Text extract:
·····
Review

Oppenheimer review: A dialogue-driven history study with frustrating Nolan-esque tropes

Cillian Murphy as Oppenheimer
Cillian Murphy as Oppenheimer. Pic credit: Universal Pictures

Christopher Nolan’s Oppenheimer checks all the boxes for the distinguished director. The story involves a tortured hero navigating a problematic period, everyone wears tailor-made suits, and the women are highly depressed because of “men.” And just like Tenet and Interstellar, the film heavily dives deep into a segment of physics.

However, Oppenheimer is a creative shift for the filmmaker. The new film aims less for spectacle and more for dialogue-driven affairs.

Much like The Social Network, the WWII period drama unpacks the creation of a world-changing invention and the repercussions of unleashing a societal game changer.

Facebook might not be at the same level of “destroyer of worlds” as an atomic bomb, but it led to in-fighting and betrayal at the company. Nolan’s screenplay uses these ideas and then channels Aaron Sorkin’s class in screenwriting, finding the complex filmmaker exercising a film based entirely inside boardrooms, offices, and courtroom hearings. An extremely moody A Few Good Men, as it were.

The biopic is an adaptation of Kai Bird and Martin Sherwin’s biographic book, American Prometheus: The Triumph and Tragedy of J. Robert Oppenheimer. The Pulitzer-winning book is said to be a detailed account of the historical figure’s problematic career as both a war hero and diplomatic target during the “Red Scare.”

For better or worse, Nolan’s script feels like a history lesson taught by a professor. The approach has a scholarly feel as we navigate different portions of Oppenheimer’s life in a non-linear fashion. Here, Nolan has three different narratives in rotation.

Oppenheimer’s non-linear narrative

The first is Oppenheimer, in his early days, hanging out at parties, with other like-minded acquaintances with shared principles, before being swept up to help the U.S. government fight the war against Nazis. In the early parts of the story, we meet Jean Tatlock (Florence Pugh), a real-life psychiatrist who represents the tragic Marion Cotillard persona for Nolan in this movie.

Emily Blunt portrays Oppy’s wife Kitty, a wife constantly in a state of melancholy because, well, husbands drive their wives mad in Nolan movies (Okay, and in real life too.) That said, Blunt has one of the best scenes of the entire film.

The second narrative involves a political figure named Lewis Straus (Robert Downey Jr.) Most of this narrative takes inspiration from Memento, using black and white schematics to remind us we are in Strauss’s story. One can also perceive this as Strauss’s worldview, a politician who sees no vibrancy in the world because of an unspoken bitterness.

Cillian Murphy and Matt Damon in Oppenheimer.
Cillian Murphy and Matt Damon in Oppenheimer. Pic credit: Universal Pictures

The third narrative involves a confrontational interrogation with J. Edgar Hoover’s men in a tight claustrophobic room brimmed with government officials. The reasons for the aggressive conversation slowly reveal themselves throughout a three-hour runtime.

The 70mm aesthetic vibes perfectly with the old-fashioned nature of the time period. As one expects, actors are draped in business attire, perfectly outfitted for civil duty as a reminder to the audience, “This is a serious movie.” Including fedoras, old-time cars, and stellar production design to invoke the ’40s, watching the 70mm print of the movie flash cigarette burns on the projection truly adds personality to the experience.
·····
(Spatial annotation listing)
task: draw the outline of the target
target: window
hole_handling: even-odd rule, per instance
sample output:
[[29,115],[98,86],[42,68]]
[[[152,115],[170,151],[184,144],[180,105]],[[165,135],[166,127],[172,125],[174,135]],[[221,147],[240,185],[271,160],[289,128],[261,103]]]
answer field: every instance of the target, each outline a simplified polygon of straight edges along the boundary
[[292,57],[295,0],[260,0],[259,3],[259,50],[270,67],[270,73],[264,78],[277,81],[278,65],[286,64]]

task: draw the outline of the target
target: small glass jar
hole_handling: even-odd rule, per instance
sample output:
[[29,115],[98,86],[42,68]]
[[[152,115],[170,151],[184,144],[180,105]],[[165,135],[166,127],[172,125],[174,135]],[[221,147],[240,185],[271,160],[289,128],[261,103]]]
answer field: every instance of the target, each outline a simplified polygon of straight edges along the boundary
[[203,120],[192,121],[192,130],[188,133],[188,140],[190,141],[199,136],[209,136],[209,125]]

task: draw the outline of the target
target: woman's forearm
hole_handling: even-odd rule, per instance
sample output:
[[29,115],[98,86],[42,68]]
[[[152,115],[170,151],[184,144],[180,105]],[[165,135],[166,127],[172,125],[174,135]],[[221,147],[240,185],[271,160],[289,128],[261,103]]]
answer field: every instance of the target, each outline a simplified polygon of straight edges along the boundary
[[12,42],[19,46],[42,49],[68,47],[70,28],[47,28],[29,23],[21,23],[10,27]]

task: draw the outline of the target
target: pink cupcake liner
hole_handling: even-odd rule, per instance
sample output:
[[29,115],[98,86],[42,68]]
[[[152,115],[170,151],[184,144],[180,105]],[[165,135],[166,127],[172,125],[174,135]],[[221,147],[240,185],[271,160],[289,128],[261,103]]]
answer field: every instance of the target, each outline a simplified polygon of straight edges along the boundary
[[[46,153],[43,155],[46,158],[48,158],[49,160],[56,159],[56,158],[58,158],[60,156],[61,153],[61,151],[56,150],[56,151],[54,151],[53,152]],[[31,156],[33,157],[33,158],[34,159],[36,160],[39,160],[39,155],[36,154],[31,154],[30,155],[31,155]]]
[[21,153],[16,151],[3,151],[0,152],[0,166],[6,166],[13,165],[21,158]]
·····
What you are asked to do:
Repeat the Oppenheimer review word for word from "Oppenheimer’s non-linear narrative" to "the entire film.". Work only from the Oppenheimer review, not from the listing.

Written solution:
Oppenheimer’s non-linear narrative

The first is Oppenheimer, in his early days, hanging out at parties, with other like-minded acquaintances with shared principles, before being swept up to help the U.S. government fight the war against Nazis. In the early parts of the story, we meet Jean Tatlock (Florence Pugh), a real-life psychiatrist who represents the tragic Marion Cotillard persona for Nolan in this movie.

Emily Blunt portrays Oppy’s wife Kitty, a wife constantly in a state of melancholy because, well, husbands drive their wives mad in Nolan movies (Okay, and in real life too.) That said, Blunt has one of the best scenes of the entire film.